As Férias e as suas Angústias: Parar para Continuar

As Férias e as suas Angústias: Parar para Continuar

Muitas pessoas têm dificuldade em parar. Parar para elas representa de algum modo uma forma simbólica de morte, não a que, simbolicamente também, transforma e promove o “renascimento”, a mudança e a transformação, mas a que coloca a pessoa em contacto com os seus sentimentos de vazio, de tédio, de improdutividade e angústia existencial incontida, aqui claramente com um sentimento já em excesso que coloca a pessoa sem saber o que fazer com isso que experimenta.

Vivemos numa sociedade que nos apela recorrentemente para a ação, para a velocidade, para a produção e para eficácia do desempenho, no entanto se a pessoa entra nesta voracidade de querer mais e mais, de ser mais e mais, paradoxalmente o que acontece com muitas pessoas é precisamente o contrário, a pessoa passa a ser cada vez menos e menos, e a velocidade passa a ser sinónimo não de agilidade e rapidez, mas de cansaço e esgotamento. Sentimento que no limite pode levar a pessoa ao colapso, pois deixou de ouvir e de escutar as suas reais necessidades, as necessidades de um biorritmo próprio, natural e humanizado, não maquinal.

Em velocidade contínua a pessoa vai-se desligando progressivamente de si, dos outros e da vida. Tão veloz que desapareceu, o seu senso de inteireza esvai-se nesse corre, corre, desenfreado e sem freio da sua quotidianidade. A sua relação com o meio e seus limites é cada vez mais ténue, confusa e “desbussolada”, para usar o neologismo criado pelo psicanalista brasileiro Jorge Forbes. Tudo passa a ser engolido, sem ser mastigado, quando assim é não pode ser assimilado e utilizado como energia útil e transformadora.

Ai as férias, as férias...! Para uns estão longe de serem um período de pausa, de relaxe e ócio. Na pausa e no silêncio o ruído daquilo que acompanha a pessoa e que não é escutado aumenta de decibéis. A pessoa “bate de cara” consigo, com as suas coisas, e quando o que transporta consigo é maioritariamente bom e agradável, não há problema, quando acontece o contrário, aí sim passa a ser um problema, para alguns, um verdadeiro martírio. Ainda mal começaram as férias e já querem que acabem o mais depressa possível, ou então arranjam rapidamente forma de as boicotarem com trabalhos e afazeres incalculáveis, imprevistos e com grande urgência na sua execução. Para muitos as férias exaltam os sinais e sintomas do seu mal-estar. Exaltam o que já estava lá, o que já era presente, mas não escutado.

» Dados fornecidos:
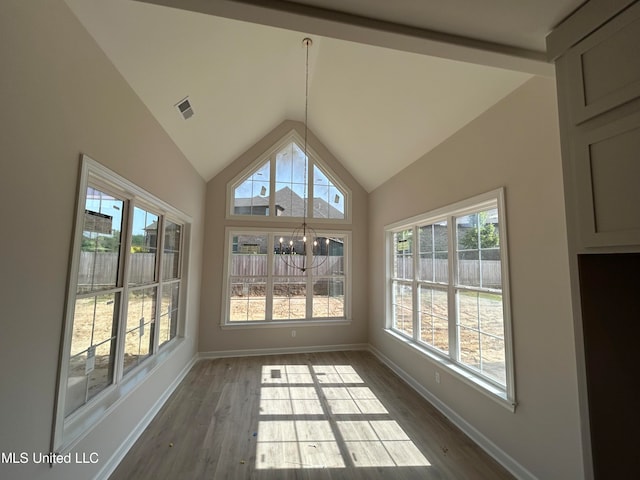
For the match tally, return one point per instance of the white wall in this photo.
(515, 144)
(59, 97)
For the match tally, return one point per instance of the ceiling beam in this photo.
(343, 26)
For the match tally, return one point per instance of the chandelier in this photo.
(304, 241)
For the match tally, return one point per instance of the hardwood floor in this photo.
(337, 415)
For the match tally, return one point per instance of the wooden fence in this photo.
(101, 268)
(468, 271)
(285, 265)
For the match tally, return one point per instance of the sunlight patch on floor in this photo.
(345, 429)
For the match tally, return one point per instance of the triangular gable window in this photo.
(281, 183)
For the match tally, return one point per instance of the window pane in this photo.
(433, 244)
(403, 254)
(172, 245)
(291, 182)
(328, 199)
(144, 247)
(290, 255)
(479, 250)
(434, 327)
(249, 255)
(251, 197)
(481, 331)
(101, 242)
(140, 326)
(403, 307)
(289, 298)
(169, 312)
(328, 256)
(247, 301)
(328, 298)
(92, 349)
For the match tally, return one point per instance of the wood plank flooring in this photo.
(336, 415)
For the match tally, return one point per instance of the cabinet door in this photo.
(607, 168)
(605, 67)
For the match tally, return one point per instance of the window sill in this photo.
(79, 423)
(478, 383)
(283, 323)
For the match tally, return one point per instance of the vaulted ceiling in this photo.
(388, 81)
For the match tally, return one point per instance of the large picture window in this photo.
(266, 285)
(448, 289)
(124, 295)
(282, 184)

» A tarefa:
Prossiga o texto sobre as férias e as suas angústias, começando logo após a última frase apresentada.

» Resposta final:
Poder ter acesso à pausa, ao ócio e ao descanso é um privilégio. Privilégio porque na realidade social atual crescem as desigualdades, nela tornam-se mais evidentes as assimetrias sociais já existentes, assim como os conflitos latentes na família e nos demais relacionamentos.

Parar traz benefícios inegáveis para a saúde como um todo, parar implica pausa, encontrar outro ritmo mais lento, ou mais próximo das possibilidades e necessidades do psicossoma da pessoa.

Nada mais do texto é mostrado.